** Opening GIVEN PASSAGE block **
Notwithstanding the design and use of the law by the previous regime, the law, even in the 2004 and 2008 amendments, retained the category “organisation” in defining an act of terror. Individuals arrested under it had to belong or associate with a specific banned, unlawful, terrorist organisation. The state thus had to perform some labour to build a case against an individual. It had to demonstrate the individual’s connection to one of these organisations, however flimsy this might be. The Congress government used this to the hilt to target the Maoist movement in central India and any civil society figure who was critical of its boots on the ground policy in these parts.
** Closing GIVEN PASSAGE block **
- REQUIRED WORK -
a – In the passage about the law's definition of terror, list every word the second sentence uses to describe "organisation".
b – In the passage about the law's definition of terror, rename "the law" as "the act" throughout the stretch from "Notwithstanding the design" through "in these parts.".
c – According to the passage about the law's definition of terror, why did the state have to perform some labor to build a case against an individual?
** Opening ENTRIES SUPPLIED block **
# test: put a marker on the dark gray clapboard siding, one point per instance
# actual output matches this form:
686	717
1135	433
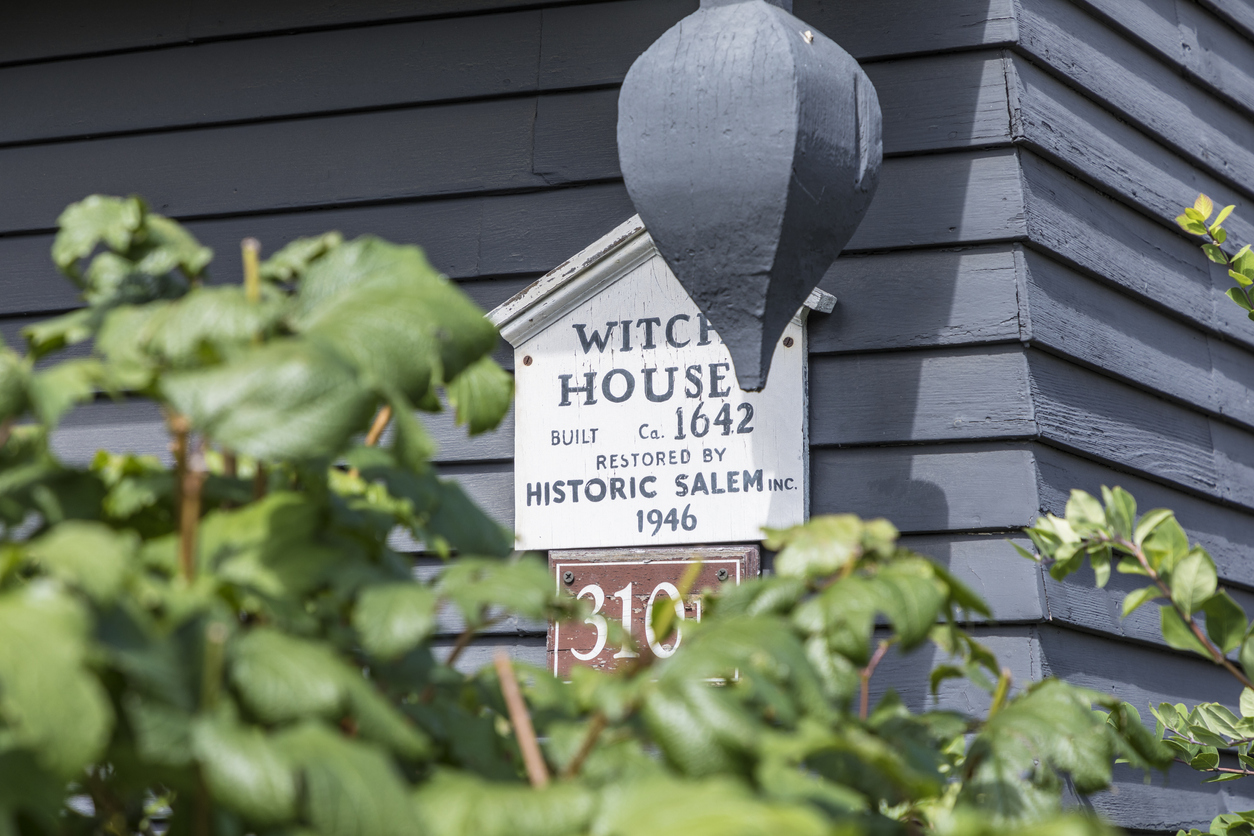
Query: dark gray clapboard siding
962	394
872	30
1189	36
74	26
1077	224
937	199
1081	318
933	488
62	28
916	298
505	235
420	152
1225	532
1140	87
943	102
941	199
1008	583
326	72
1238	13
1092	414
1085	138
** Closing ENTRIES SUPPLIED block **
- TASK-BY-TASK OUTPUTS -
a – specific, banned, unlawful, terrorist

b –
Notwithstanding the design and use of the act by the previous regime, the act, even in the 2004 and 2008 amendments, retained the category “organisation” in defining an act of terror. Individuals arrested under it had to belong or associate with a specific banned, unlawful, terrorist organisation. The state thus had to perform some labour to build a case against an individual. It had to demonstrate the individual’s connection to one of these organisations, however flimsy this might be. The Congress government used this to the hilt to target the Maoist movement in central India and any civil society figure who was critical of its boots on the ground policy in these parts.

c – The law kept the category "organisation" in defining an act of terror, so anyone arrested under it had to belong to or associate with a specific banned, unlawful, terrorist organisation. The state therefore had to show the individual's connection to one of these organisations, however flimsy that connection might be.